[Task requirements]
Beginning with the line where "Target: small ceiling light cover" occurs, set down each line of the records through the final one, exactly and without additions.

[Source data]
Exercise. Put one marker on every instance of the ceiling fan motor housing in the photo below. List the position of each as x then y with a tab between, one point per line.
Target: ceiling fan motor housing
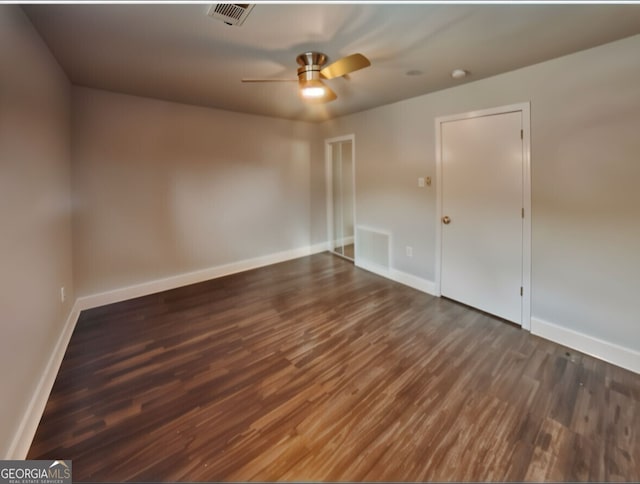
310	65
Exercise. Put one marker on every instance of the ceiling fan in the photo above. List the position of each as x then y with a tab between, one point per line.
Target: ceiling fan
311	73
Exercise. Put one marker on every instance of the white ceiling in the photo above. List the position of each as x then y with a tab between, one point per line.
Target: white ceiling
176	52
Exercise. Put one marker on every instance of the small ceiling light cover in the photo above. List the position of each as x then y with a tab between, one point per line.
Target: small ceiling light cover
458	73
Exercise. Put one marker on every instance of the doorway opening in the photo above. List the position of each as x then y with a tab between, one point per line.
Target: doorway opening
340	176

[Response box]
Target: small ceiling light cover
458	73
Exercise. Put one marker on every instance of the doorway opening in the photo above. List the position of each as x then y with a tab between, one point per line.
Target: doorway opening
340	176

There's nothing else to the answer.